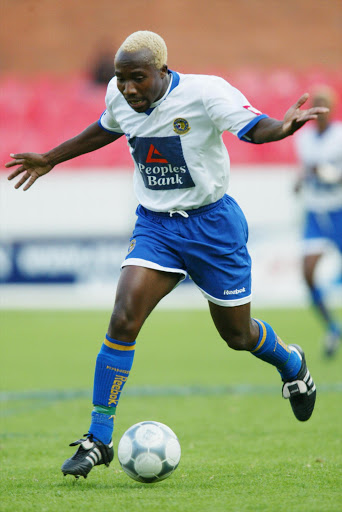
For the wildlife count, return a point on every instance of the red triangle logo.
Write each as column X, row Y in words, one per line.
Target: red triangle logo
column 152, row 156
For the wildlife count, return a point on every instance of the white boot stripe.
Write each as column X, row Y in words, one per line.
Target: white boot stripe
column 93, row 456
column 98, row 453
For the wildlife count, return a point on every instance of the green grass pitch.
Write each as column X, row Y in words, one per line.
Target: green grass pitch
column 242, row 448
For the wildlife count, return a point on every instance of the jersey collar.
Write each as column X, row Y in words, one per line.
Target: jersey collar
column 174, row 81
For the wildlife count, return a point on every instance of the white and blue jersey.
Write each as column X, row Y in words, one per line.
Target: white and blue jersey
column 180, row 159
column 321, row 157
column 186, row 222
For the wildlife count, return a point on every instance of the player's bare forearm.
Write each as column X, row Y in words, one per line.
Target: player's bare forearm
column 267, row 130
column 90, row 139
column 35, row 165
column 270, row 130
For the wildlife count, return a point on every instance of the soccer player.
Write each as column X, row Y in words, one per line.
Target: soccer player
column 319, row 149
column 186, row 224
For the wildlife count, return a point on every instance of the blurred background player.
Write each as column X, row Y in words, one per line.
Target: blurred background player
column 319, row 149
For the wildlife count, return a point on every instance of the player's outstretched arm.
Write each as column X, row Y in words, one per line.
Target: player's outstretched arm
column 269, row 130
column 35, row 165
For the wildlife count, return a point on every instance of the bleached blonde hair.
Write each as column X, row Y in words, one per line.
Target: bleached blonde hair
column 145, row 39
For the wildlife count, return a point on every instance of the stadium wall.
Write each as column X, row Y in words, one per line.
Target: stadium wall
column 62, row 242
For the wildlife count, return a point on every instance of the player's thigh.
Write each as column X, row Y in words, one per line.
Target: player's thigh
column 138, row 292
column 235, row 325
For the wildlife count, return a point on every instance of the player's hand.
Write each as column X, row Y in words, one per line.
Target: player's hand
column 33, row 165
column 295, row 118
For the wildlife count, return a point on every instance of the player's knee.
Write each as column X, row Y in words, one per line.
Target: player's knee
column 123, row 325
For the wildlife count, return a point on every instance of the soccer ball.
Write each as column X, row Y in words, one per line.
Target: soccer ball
column 149, row 452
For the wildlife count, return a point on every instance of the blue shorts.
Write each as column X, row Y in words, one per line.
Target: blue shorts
column 321, row 229
column 209, row 245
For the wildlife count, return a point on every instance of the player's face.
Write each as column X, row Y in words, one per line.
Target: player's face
column 141, row 84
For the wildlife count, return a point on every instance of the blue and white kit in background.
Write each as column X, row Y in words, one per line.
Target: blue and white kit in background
column 321, row 157
column 186, row 222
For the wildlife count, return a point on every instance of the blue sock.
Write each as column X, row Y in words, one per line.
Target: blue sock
column 113, row 365
column 273, row 350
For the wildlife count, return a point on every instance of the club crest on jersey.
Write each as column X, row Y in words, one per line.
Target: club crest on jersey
column 132, row 244
column 181, row 126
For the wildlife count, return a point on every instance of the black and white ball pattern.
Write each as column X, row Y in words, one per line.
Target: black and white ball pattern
column 149, row 451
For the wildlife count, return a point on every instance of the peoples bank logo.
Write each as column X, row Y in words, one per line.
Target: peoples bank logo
column 154, row 156
column 161, row 162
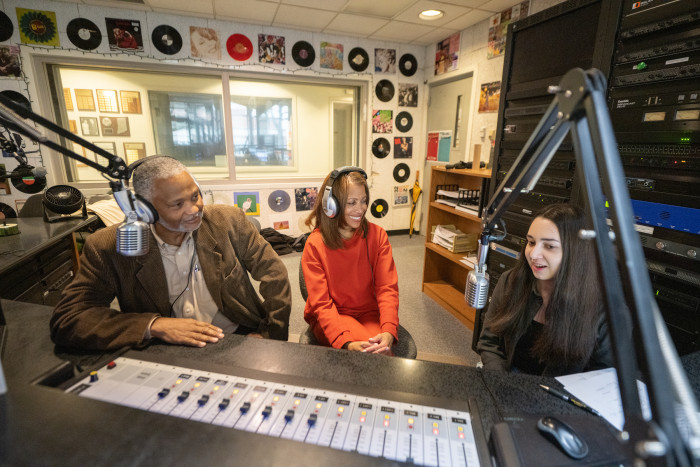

· · ·

* _Task statement_
Pictures do not belong in the copy. Output all of the records exactly.

* _Task answer_
For the wildlife count, return a point on every instance of the red triangle logo.
Write each as column X, row Y in words, one per line.
Target: red triangle logo
column 152, row 156
For the wildlife count, return a point on every instance of the white boot stripe.
Write each as column X, row Y in words, one per line.
Target: white boot stripe
column 93, row 456
column 98, row 453
For the wildlife count, return a point on every instance of the green grass pitch.
Write each as column X, row Y in words, one per line.
Target: green grass pitch
column 242, row 448
For the wildlife count, return a point on every instance of the jersey collar.
Write each as column X, row Y in words, one per line.
Target: jersey collar
column 174, row 81
For the wildlife count, return a point on every instance of the white and blue jersey.
Write each as column X, row Y in words, one per line.
Target: white and blue jersey
column 180, row 159
column 321, row 157
column 186, row 222
For the wildlife count, return a point on every instance of the player's bare forearm.
Write each as column X, row Y in words, one per line.
Target: player's bare forearm
column 267, row 130
column 90, row 139
column 35, row 165
column 270, row 130
For the wildlife count, return a point on every instance of the soccer player.
Write each as column X, row Y in words, one per line.
Target: soccer player
column 319, row 149
column 186, row 224
For the wildlife count, return a point on every instance of the blurred background player.
Write each as column X, row Y in words, one per line.
Target: blurred background player
column 319, row 149
For the wildlife count, return a point on every instance of the player's outstretched arm.
Write each as column X, row Y in words, one per line.
Target: player's outstretched arm
column 269, row 130
column 35, row 165
For the wildlife count, return a point on every instance of the bleached blonde hair.
Write each as column X, row Y in words, one per line.
Target: bleached blonde hair
column 145, row 39
For the wildlife count, return a point on every instance of the stadium wall.
Write each as column X, row Y in words, one per line.
Target: stadium wall
column 62, row 242
For the wildlife count, return a point on every instance of the player's thigh.
Write each as column X, row Y in words, one per line.
Target: player's thigh
column 138, row 292
column 235, row 325
For the wildlife count, return a point on every instance of the player's hand.
Write each as column X, row Y in words, one per line.
Target: player's hand
column 33, row 165
column 295, row 118
For the wildlife count, return a point on every instance of the player's knee.
Write each as column X, row Y in words, one per line.
Target: player's knee
column 123, row 325
For the wildlife count, return a point on every instance of the soccer ball.
Write each as column X, row Y in words, one per line.
Target: soccer ball
column 149, row 452
For the wildlife count, return a point on every instance of the blue shorts.
Write each as column X, row Y in words, one per line.
Target: blue shorts
column 321, row 229
column 209, row 245
For the wildlife count, return a point on every instance of the player's face.
Write each as column X, row Y in words, one per line.
Target: player's face
column 141, row 84
For the wildlife count, return a point on every instance of the blue and white kit in background.
Write each as column X, row Y in words, one per line.
Target: blue and white kit in background
column 321, row 157
column 186, row 222
For the wildlife count, return a point on every instance of the blue sock.
Write each as column X, row Y in words, one per line.
Target: blue sock
column 113, row 365
column 273, row 350
For the wildlife count, return a point on every instance of the club crest on jersey.
Write each as column X, row Y in words, one per line.
Target: club crest on jersey
column 132, row 244
column 181, row 126
For the wildlife count, return a point on every instance of the black and white ball pattern.
Write each as column X, row Y in words, one per line.
Target: black and white ball pattern
column 149, row 451
For the wildlife count, return a point on every instance of the peoples bank logo.
Write each as column X, row Y in words, one per line.
Target: peoples bank logo
column 154, row 156
column 161, row 162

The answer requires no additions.